(Labeled-object pointing entries)

↓

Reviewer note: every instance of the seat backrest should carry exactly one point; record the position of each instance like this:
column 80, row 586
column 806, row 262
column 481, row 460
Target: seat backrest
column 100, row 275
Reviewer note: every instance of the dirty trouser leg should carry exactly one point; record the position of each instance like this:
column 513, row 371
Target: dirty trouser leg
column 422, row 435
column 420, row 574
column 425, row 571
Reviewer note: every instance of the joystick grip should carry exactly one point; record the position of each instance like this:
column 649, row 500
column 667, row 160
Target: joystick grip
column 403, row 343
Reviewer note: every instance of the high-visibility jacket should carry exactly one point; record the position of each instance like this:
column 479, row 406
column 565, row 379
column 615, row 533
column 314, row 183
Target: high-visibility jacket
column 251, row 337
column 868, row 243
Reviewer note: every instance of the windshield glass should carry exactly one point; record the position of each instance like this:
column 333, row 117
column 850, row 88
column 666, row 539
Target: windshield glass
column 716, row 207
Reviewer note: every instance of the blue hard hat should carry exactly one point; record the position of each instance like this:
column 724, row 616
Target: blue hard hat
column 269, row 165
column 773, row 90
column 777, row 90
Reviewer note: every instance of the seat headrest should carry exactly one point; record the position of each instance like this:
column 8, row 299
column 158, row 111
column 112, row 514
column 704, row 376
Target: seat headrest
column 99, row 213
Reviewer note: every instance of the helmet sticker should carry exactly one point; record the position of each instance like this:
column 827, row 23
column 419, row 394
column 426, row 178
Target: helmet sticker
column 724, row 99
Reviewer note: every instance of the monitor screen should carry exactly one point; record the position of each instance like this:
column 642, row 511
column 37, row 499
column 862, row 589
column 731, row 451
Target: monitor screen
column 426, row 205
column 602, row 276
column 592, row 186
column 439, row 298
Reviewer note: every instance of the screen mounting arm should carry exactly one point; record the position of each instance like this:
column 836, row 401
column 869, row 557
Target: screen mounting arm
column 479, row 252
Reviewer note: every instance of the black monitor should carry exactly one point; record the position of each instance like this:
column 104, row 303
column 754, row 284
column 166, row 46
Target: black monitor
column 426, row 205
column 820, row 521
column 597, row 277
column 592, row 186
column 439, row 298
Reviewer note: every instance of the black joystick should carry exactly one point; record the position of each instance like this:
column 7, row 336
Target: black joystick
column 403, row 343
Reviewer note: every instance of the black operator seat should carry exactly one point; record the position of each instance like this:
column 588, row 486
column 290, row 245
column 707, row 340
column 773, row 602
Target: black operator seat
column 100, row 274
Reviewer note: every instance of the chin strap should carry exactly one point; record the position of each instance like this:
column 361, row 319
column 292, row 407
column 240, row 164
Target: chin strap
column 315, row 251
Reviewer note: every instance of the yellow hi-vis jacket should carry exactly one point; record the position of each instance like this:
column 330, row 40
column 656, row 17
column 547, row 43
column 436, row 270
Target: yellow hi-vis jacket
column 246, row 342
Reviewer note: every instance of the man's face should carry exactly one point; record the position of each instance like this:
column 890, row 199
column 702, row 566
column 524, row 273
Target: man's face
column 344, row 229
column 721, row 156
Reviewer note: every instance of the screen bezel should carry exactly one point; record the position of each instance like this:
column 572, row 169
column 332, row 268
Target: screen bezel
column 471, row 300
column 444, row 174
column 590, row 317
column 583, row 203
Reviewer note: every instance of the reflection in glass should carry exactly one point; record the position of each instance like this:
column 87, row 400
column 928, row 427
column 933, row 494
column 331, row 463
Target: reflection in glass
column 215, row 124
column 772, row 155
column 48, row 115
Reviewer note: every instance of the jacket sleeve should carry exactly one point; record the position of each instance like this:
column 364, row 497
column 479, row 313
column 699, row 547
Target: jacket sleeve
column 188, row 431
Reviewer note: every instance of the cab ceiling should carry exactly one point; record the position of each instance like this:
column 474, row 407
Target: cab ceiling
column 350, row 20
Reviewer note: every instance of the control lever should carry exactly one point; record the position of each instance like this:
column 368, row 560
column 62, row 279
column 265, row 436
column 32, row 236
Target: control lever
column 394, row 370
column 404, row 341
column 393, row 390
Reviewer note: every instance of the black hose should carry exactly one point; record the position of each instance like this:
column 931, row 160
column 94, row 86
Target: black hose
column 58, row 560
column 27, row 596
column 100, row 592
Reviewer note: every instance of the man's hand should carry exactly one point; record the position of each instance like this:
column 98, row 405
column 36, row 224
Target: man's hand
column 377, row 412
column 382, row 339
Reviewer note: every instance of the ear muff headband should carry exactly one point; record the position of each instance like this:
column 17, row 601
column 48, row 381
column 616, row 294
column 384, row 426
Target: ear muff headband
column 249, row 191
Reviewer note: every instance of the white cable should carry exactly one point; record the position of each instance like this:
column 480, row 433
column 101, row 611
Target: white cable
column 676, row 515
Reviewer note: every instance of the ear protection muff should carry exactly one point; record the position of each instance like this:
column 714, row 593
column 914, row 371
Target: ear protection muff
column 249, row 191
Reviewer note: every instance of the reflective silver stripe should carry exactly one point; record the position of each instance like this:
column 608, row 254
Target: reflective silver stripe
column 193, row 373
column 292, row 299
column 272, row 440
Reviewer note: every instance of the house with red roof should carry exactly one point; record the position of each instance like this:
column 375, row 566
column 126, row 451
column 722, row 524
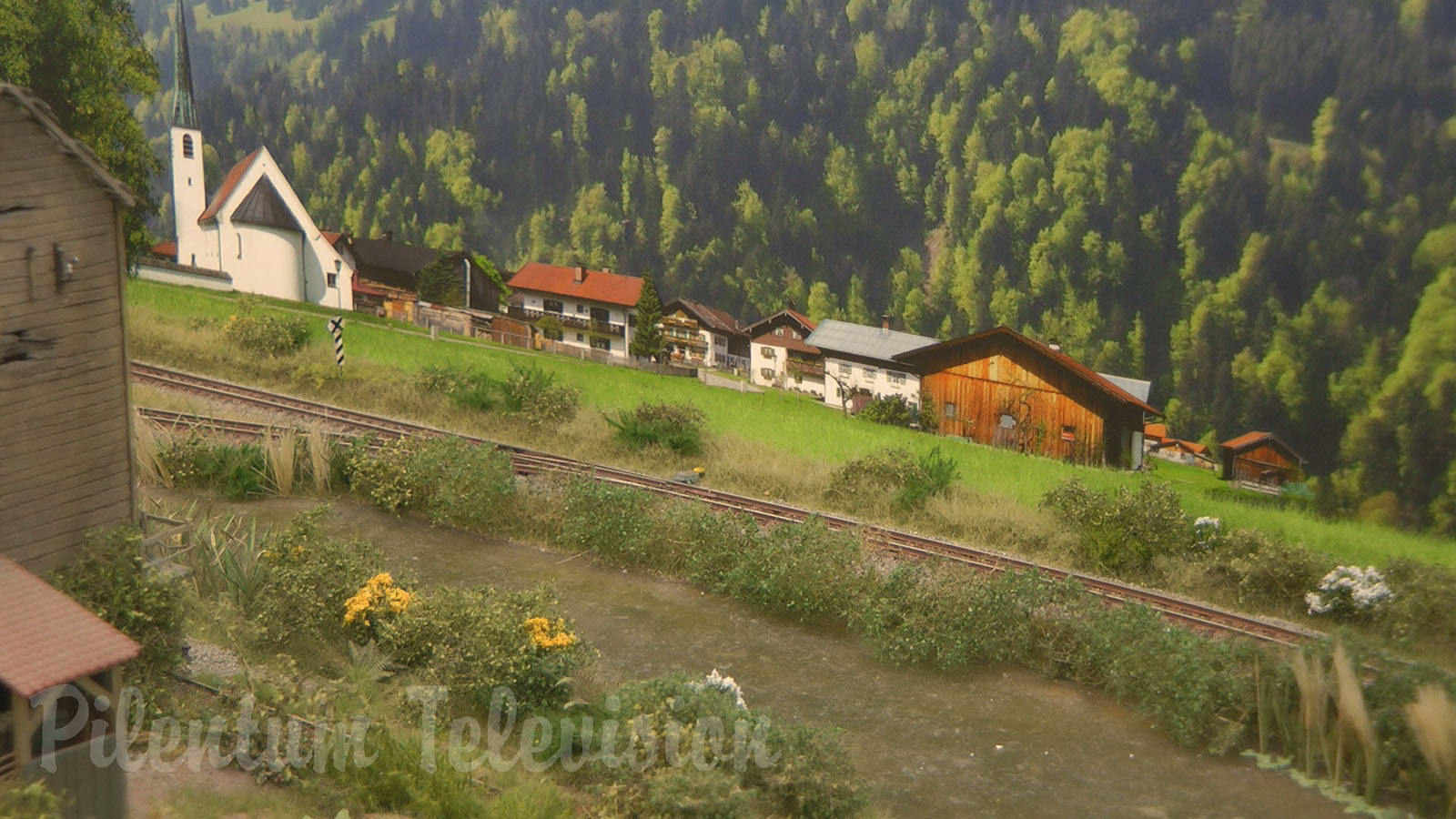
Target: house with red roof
column 574, row 307
column 1005, row 389
column 254, row 234
column 779, row 356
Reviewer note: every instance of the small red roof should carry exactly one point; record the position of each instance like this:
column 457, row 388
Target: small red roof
column 786, row 341
column 596, row 286
column 48, row 639
column 229, row 182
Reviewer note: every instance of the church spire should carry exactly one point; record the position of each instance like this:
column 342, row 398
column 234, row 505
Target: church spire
column 184, row 111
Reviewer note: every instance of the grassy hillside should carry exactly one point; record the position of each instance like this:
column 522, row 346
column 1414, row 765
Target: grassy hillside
column 766, row 443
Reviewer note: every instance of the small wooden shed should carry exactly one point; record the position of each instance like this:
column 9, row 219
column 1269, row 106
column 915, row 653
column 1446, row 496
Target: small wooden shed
column 1261, row 460
column 66, row 458
column 1005, row 389
column 60, row 682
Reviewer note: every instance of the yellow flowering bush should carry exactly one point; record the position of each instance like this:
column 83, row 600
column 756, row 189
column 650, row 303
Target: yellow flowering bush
column 550, row 636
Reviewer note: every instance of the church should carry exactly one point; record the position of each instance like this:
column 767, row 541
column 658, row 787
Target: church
column 254, row 235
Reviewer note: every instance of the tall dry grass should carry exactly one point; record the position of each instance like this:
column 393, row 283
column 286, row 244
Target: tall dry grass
column 1433, row 722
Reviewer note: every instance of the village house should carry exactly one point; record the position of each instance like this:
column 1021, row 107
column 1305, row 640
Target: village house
column 703, row 337
column 1004, row 389
column 859, row 363
column 66, row 462
column 781, row 358
column 1261, row 462
column 66, row 453
column 254, row 235
column 574, row 307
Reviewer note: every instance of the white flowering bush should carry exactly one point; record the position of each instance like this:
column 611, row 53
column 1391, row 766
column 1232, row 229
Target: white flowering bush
column 1206, row 532
column 724, row 683
column 1349, row 591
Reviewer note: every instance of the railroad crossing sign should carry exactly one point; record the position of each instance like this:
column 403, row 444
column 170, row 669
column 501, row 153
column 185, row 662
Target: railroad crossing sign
column 337, row 329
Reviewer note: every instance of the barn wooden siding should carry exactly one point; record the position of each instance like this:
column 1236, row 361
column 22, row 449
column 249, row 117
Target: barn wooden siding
column 999, row 372
column 1252, row 464
column 66, row 438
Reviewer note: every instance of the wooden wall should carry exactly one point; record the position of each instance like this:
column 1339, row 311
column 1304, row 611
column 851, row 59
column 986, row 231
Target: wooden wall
column 65, row 414
column 983, row 378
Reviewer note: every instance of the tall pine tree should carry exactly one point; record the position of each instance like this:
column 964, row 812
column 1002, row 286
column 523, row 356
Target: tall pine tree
column 647, row 339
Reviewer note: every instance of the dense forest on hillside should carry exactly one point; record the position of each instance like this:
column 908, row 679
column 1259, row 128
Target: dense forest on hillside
column 1249, row 203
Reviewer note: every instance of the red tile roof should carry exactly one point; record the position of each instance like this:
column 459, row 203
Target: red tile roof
column 48, row 639
column 786, row 341
column 1057, row 356
column 599, row 286
column 229, row 182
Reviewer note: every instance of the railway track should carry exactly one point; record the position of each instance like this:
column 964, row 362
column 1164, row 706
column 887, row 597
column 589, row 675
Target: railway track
column 531, row 462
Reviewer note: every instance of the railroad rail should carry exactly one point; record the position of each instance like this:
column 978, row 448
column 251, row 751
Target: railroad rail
column 533, row 462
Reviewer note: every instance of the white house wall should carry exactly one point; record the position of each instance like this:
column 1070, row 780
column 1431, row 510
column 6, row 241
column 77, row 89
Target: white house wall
column 874, row 379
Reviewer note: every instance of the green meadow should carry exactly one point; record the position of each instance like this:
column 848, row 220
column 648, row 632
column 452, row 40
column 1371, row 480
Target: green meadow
column 790, row 436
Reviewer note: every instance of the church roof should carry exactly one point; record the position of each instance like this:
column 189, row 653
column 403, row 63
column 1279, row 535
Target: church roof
column 229, row 182
column 184, row 108
column 264, row 206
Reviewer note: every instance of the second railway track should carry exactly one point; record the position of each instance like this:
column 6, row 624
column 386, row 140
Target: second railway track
column 533, row 462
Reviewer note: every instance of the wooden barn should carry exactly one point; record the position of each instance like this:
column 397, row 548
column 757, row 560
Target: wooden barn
column 66, row 462
column 1261, row 460
column 1004, row 389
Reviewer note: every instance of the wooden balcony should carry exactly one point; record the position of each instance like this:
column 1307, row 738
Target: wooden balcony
column 567, row 319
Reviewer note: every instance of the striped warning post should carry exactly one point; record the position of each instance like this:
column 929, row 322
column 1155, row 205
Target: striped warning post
column 337, row 329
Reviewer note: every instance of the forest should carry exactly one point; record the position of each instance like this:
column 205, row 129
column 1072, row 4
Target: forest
column 1252, row 203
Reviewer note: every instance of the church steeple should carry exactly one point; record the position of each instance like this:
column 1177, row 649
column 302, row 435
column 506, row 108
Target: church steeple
column 184, row 111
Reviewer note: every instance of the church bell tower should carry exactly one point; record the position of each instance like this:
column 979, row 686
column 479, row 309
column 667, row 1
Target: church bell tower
column 188, row 187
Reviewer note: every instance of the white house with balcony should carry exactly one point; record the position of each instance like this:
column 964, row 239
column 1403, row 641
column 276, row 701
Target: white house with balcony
column 859, row 363
column 574, row 307
column 254, row 235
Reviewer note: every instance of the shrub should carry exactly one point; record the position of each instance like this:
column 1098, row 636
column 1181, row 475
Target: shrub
column 267, row 332
column 536, row 397
column 113, row 581
column 677, row 428
column 1123, row 530
column 309, row 577
column 472, row 640
column 196, row 460
column 893, row 411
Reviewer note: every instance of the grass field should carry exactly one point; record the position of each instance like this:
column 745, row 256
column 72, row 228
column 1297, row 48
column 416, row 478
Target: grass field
column 781, row 443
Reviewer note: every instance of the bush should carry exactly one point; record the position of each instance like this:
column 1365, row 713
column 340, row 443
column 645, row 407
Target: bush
column 1123, row 530
column 472, row 640
column 893, row 411
column 267, row 332
column 113, row 581
column 677, row 428
column 197, row 460
column 536, row 397
column 308, row 581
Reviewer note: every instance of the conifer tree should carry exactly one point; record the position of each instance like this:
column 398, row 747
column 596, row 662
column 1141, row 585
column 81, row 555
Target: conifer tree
column 647, row 339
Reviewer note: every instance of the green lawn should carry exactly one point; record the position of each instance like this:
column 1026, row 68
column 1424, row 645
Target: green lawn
column 804, row 429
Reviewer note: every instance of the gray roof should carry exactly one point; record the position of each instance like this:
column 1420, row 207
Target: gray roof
column 1136, row 388
column 866, row 341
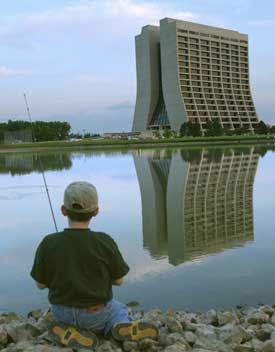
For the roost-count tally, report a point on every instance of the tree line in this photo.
(24, 131)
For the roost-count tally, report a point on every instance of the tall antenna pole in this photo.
(40, 164)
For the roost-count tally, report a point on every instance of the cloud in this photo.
(88, 17)
(125, 105)
(87, 78)
(262, 23)
(6, 72)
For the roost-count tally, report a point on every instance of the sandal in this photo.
(72, 337)
(134, 331)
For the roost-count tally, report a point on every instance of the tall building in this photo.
(196, 203)
(192, 72)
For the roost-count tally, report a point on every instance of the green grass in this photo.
(118, 142)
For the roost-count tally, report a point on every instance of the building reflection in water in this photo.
(196, 203)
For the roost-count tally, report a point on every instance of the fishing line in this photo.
(40, 163)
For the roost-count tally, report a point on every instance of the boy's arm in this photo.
(38, 272)
(118, 266)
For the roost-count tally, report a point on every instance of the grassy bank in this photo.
(108, 143)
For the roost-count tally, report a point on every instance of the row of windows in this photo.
(227, 97)
(235, 52)
(215, 70)
(210, 36)
(217, 102)
(211, 55)
(214, 77)
(213, 60)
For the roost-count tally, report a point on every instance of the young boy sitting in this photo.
(79, 267)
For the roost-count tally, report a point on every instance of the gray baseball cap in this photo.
(81, 197)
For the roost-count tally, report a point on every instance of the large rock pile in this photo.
(245, 329)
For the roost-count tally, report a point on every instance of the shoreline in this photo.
(117, 144)
(243, 329)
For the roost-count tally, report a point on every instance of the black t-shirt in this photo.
(78, 266)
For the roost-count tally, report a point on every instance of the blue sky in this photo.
(76, 59)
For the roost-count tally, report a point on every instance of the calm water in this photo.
(197, 227)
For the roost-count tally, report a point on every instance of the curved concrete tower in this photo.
(192, 72)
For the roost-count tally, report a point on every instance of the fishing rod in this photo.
(40, 163)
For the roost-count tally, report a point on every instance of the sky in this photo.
(75, 60)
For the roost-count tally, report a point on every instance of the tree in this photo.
(213, 128)
(167, 133)
(195, 129)
(209, 129)
(185, 129)
(42, 130)
(261, 128)
(217, 128)
(190, 129)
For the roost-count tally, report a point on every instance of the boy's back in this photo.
(79, 266)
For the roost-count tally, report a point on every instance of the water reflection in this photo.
(21, 164)
(196, 202)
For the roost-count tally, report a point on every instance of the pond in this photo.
(196, 226)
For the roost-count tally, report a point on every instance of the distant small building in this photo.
(129, 135)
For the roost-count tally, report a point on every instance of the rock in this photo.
(210, 317)
(214, 345)
(235, 335)
(226, 317)
(264, 332)
(177, 347)
(207, 331)
(146, 344)
(243, 348)
(130, 345)
(107, 346)
(173, 324)
(257, 345)
(190, 337)
(36, 314)
(6, 318)
(267, 310)
(155, 316)
(269, 346)
(18, 331)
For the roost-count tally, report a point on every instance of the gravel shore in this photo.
(244, 329)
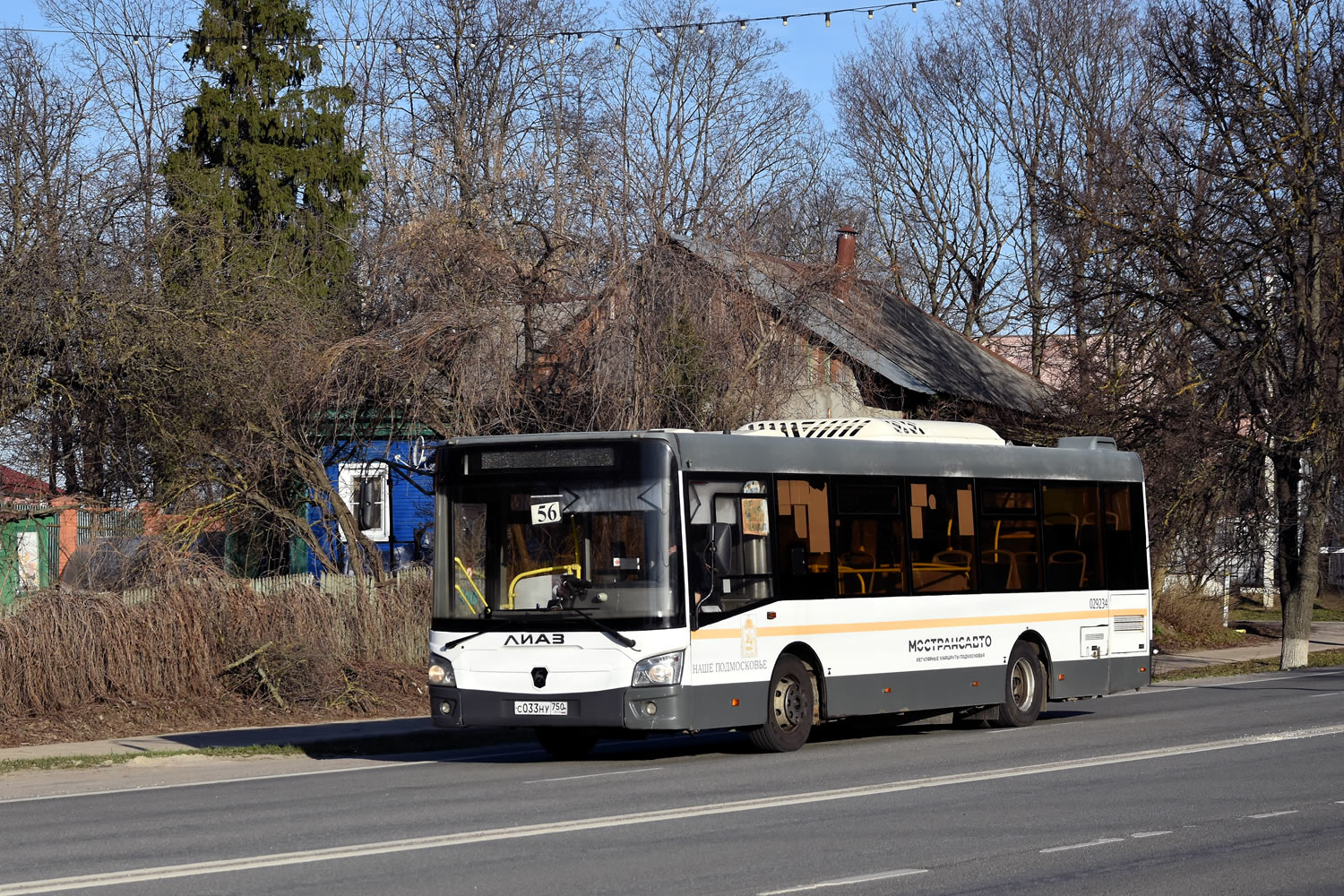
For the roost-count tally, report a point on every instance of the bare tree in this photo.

↑

Switch every "wooden" to "timber" in the stretch from the line containing "Reviewer note: every instance of the wooden barn" through the line containing "column 567, row 319". Write out only those lines, with nothing else altered.

Reviewer note: every instance of the timber barn should carry exactly one point; record the position of each instance like this:
column 397, row 548
column 757, row 560
Target: timber barn
column 66, row 462
column 1261, row 460
column 1004, row 389
Reviewer note: every instance of the timber balcony should carry exactly one point; record the position of each instance like this:
column 1307, row 738
Target: timber balcony
column 567, row 319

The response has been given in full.